§ **To be done**:
Please print exactly the lines running from the one that contains "Shelf-audit tagging: put a marker on every instance of the tile" to the end of the data, with both lines included.

>> begin Working data

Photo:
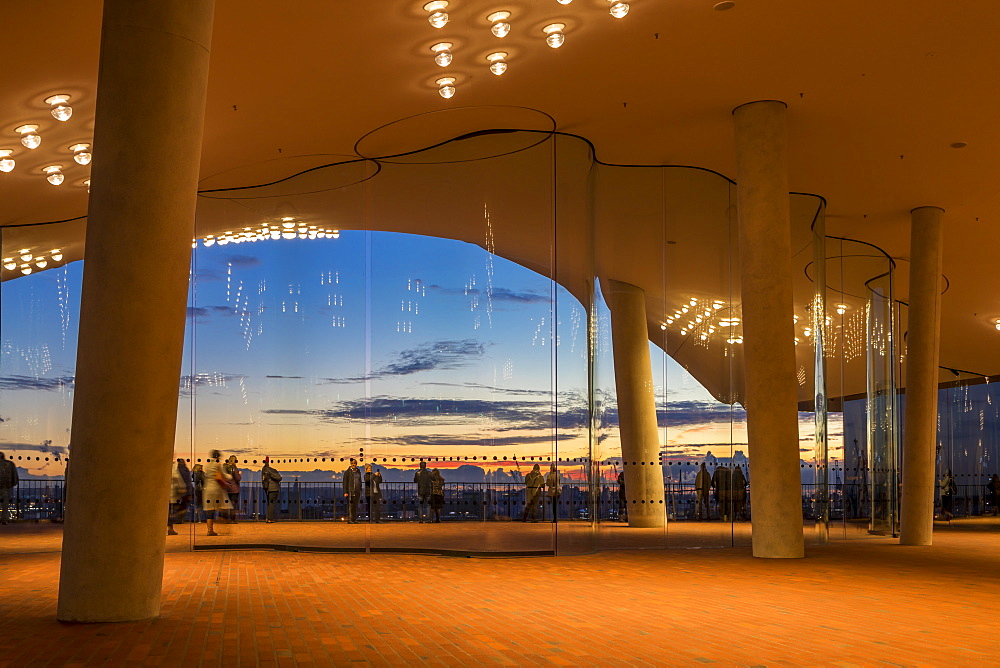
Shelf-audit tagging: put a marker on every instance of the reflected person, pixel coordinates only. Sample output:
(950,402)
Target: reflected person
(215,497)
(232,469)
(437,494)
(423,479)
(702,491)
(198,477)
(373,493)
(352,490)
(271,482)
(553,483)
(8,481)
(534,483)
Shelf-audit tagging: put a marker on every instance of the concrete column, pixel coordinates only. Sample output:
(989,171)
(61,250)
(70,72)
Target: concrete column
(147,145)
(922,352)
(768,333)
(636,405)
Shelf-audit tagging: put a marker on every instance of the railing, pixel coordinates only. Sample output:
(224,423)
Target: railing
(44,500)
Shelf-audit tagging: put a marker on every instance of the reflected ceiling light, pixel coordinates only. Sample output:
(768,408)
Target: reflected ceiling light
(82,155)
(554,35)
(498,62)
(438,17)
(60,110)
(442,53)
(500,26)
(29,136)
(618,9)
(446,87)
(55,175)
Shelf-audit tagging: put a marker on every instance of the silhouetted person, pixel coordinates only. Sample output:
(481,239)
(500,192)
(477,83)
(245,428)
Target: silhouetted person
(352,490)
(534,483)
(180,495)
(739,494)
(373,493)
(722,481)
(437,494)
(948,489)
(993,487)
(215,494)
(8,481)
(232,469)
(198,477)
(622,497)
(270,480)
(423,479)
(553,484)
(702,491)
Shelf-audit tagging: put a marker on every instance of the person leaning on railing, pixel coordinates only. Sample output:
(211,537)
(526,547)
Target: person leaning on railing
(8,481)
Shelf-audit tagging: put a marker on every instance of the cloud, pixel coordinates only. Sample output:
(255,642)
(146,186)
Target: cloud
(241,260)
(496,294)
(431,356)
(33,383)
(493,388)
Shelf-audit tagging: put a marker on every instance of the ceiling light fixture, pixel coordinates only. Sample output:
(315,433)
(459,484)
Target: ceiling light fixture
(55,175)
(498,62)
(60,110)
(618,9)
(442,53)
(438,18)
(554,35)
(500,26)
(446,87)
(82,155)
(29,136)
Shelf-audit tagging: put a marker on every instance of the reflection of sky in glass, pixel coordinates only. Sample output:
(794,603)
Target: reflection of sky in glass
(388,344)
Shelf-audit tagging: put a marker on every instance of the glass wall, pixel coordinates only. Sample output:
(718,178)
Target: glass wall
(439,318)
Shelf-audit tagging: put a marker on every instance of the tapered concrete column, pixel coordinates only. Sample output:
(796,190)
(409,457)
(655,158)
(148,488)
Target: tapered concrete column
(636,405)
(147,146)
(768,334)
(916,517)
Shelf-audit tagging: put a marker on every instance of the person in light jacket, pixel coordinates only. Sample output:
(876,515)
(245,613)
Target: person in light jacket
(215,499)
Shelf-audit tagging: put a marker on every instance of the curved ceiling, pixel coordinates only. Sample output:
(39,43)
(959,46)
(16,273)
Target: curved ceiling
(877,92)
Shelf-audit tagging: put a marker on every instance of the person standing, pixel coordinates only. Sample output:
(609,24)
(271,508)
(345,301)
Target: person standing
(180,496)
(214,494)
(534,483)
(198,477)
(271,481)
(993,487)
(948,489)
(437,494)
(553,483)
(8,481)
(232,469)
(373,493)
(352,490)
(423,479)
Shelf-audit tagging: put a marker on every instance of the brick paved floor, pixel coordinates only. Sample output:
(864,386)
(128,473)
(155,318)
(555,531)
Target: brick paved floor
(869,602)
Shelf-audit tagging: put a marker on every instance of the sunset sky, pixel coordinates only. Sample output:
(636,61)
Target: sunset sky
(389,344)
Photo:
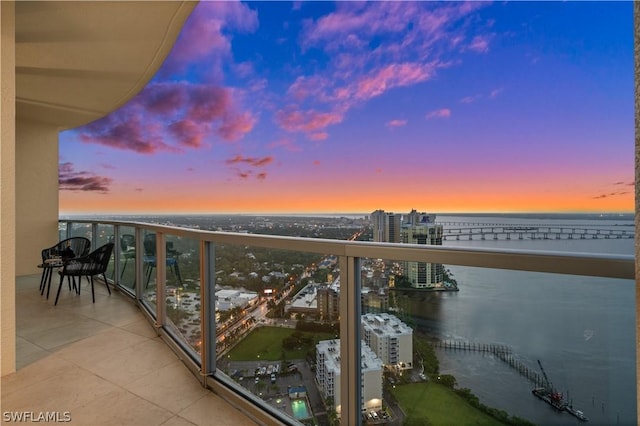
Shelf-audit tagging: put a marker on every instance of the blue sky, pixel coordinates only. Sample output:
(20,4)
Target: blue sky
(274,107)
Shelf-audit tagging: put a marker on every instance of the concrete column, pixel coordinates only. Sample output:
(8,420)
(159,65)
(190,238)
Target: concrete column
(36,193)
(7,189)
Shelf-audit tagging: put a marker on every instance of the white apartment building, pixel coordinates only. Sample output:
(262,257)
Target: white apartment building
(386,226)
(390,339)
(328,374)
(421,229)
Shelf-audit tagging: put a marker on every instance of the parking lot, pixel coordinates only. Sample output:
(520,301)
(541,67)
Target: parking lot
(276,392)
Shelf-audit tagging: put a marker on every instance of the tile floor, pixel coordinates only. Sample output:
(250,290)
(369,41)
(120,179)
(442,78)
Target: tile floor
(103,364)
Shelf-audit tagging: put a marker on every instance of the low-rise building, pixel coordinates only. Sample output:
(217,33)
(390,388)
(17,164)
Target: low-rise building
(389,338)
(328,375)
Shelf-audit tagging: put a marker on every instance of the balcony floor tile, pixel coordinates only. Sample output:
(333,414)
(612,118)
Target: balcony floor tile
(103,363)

>> end Working data

§ **Exercise response**:
Shelf-audit tagging: put a marker on every instance of the tile floor, pixel coordinates only. Sample output:
(250,290)
(369,41)
(120,179)
(442,78)
Target: tile floor
(103,364)
Shelf-audit tagging: put a marker on every instance of the low-rise building, pixel coordinates only. Sample output:
(217,33)
(390,388)
(17,164)
Target: low-rise building
(389,338)
(328,375)
Shelf-audit tagging: put a marker on every instance of the balcony floor tile, pixel coordinates only. Sample output:
(333,414)
(612,118)
Target: balcony floor tile
(103,363)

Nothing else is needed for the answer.